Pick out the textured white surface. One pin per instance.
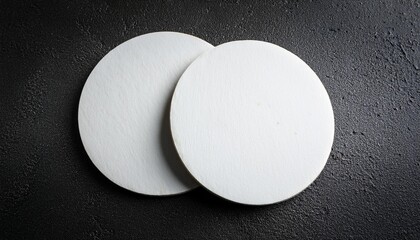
(252, 122)
(124, 112)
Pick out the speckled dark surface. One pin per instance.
(367, 53)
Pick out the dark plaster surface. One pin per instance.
(367, 54)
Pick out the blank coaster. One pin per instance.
(124, 112)
(252, 122)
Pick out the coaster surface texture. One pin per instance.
(252, 122)
(124, 112)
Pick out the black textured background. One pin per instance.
(367, 54)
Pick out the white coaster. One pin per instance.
(252, 122)
(124, 112)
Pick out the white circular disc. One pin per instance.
(124, 112)
(252, 122)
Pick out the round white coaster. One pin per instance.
(124, 112)
(252, 122)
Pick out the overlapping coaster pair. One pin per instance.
(165, 112)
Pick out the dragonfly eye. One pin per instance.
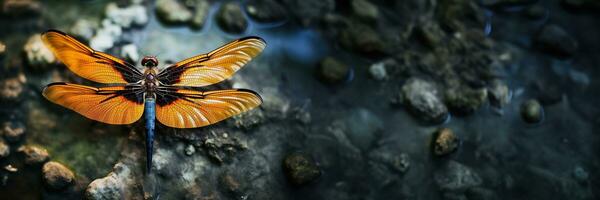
(149, 61)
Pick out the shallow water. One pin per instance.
(351, 122)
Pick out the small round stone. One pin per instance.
(445, 142)
(300, 169)
(34, 155)
(532, 111)
(56, 175)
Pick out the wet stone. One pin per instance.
(445, 142)
(249, 120)
(37, 54)
(455, 176)
(83, 29)
(112, 186)
(300, 169)
(34, 155)
(13, 132)
(365, 10)
(11, 89)
(421, 98)
(332, 71)
(363, 39)
(499, 94)
(221, 147)
(465, 100)
(230, 185)
(580, 174)
(4, 149)
(201, 9)
(378, 71)
(532, 111)
(173, 12)
(309, 11)
(265, 11)
(57, 176)
(231, 18)
(554, 40)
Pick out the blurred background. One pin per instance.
(363, 99)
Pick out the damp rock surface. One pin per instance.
(300, 169)
(34, 154)
(231, 19)
(422, 99)
(532, 111)
(57, 176)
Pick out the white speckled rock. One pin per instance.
(37, 54)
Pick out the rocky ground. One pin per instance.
(363, 99)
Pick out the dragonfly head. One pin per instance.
(149, 61)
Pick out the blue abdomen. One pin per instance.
(150, 115)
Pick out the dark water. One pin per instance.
(351, 129)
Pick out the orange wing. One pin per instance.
(213, 67)
(112, 105)
(88, 63)
(183, 108)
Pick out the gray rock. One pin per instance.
(230, 185)
(13, 132)
(231, 18)
(499, 94)
(4, 149)
(173, 12)
(554, 40)
(249, 120)
(57, 176)
(37, 54)
(362, 127)
(135, 15)
(532, 111)
(465, 100)
(430, 34)
(221, 147)
(34, 155)
(365, 10)
(456, 177)
(11, 88)
(300, 168)
(84, 29)
(201, 9)
(309, 11)
(421, 98)
(479, 193)
(398, 162)
(445, 142)
(332, 71)
(361, 38)
(378, 71)
(265, 11)
(113, 186)
(580, 174)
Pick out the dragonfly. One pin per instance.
(174, 95)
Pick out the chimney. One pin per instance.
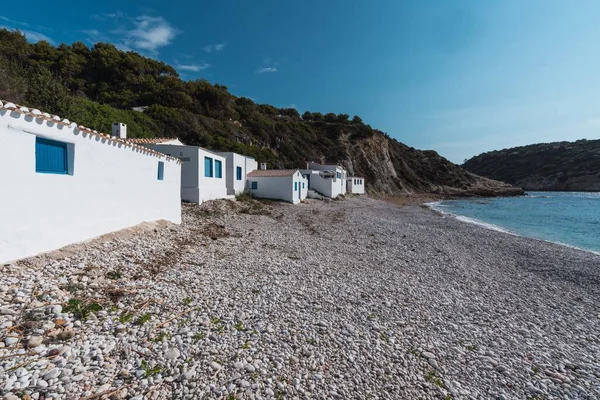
(119, 130)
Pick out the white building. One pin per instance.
(356, 185)
(278, 184)
(328, 180)
(63, 183)
(202, 171)
(238, 166)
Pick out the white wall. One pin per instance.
(304, 186)
(277, 188)
(111, 187)
(356, 185)
(234, 160)
(331, 187)
(195, 187)
(280, 188)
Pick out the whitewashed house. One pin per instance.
(202, 171)
(238, 166)
(278, 184)
(63, 183)
(356, 185)
(328, 180)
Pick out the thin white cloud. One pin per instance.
(264, 70)
(37, 36)
(95, 36)
(192, 67)
(107, 16)
(214, 47)
(31, 36)
(150, 33)
(12, 22)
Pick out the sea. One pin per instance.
(568, 218)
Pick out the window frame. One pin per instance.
(208, 173)
(161, 171)
(219, 169)
(63, 145)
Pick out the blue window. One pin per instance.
(208, 167)
(218, 169)
(51, 157)
(161, 170)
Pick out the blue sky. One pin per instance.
(460, 77)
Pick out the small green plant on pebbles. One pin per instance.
(432, 377)
(114, 275)
(239, 327)
(161, 336)
(80, 309)
(199, 336)
(150, 371)
(143, 319)
(124, 317)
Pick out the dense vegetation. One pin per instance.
(100, 85)
(545, 166)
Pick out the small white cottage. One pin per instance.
(328, 180)
(63, 183)
(202, 171)
(356, 185)
(278, 184)
(237, 167)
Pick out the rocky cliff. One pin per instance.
(559, 166)
(391, 167)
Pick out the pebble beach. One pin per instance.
(351, 299)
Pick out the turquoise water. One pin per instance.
(569, 218)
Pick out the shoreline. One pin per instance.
(357, 298)
(493, 227)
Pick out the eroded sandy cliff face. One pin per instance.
(560, 166)
(393, 168)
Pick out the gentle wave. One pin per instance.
(440, 208)
(444, 207)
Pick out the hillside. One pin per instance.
(100, 85)
(559, 166)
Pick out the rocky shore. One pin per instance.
(353, 299)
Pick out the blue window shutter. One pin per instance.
(161, 170)
(208, 167)
(218, 169)
(50, 156)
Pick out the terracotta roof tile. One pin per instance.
(37, 114)
(150, 140)
(272, 173)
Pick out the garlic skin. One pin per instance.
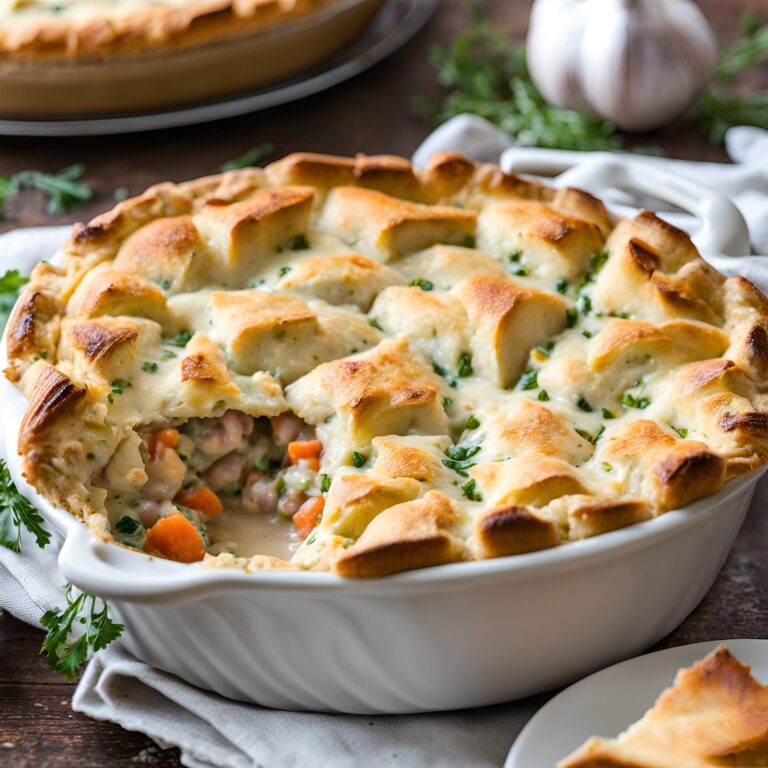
(639, 63)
○ ○ ○
Starting with the line that contains "Pick out the small white", reproduce every line to the end of the material above, both end lines included, exactly and with no pictures.

ANSWER SECTION =
Pick out the small white cottage. One pin per instance.
(328, 180)
(63, 183)
(202, 171)
(356, 185)
(278, 184)
(237, 167)
Pick out the rocky cliff. One pin per instance.
(559, 166)
(391, 167)
Pick out the pebble beach. One pin per instance.
(351, 299)
Pick out the turquoise water. One pin per instance.
(569, 218)
Pick out the shoreline. One pin per instance.
(357, 298)
(493, 227)
Pick out the eroded sandy cliff face. One pin per instance.
(560, 166)
(393, 168)
Pick out the gentle wave. One pin per instance.
(440, 208)
(444, 207)
Pick out the hillside. One pin per instance.
(100, 85)
(559, 166)
Pick out the rocky shore. One pin per instance.
(353, 299)
Pick out the blue window shutter. One pin per instance.
(161, 170)
(208, 167)
(218, 169)
(50, 156)
Pick out the terracotta roof tile. One pin per instance.
(37, 114)
(150, 140)
(272, 173)
Pick out the garlic skin. One pin per instance.
(639, 63)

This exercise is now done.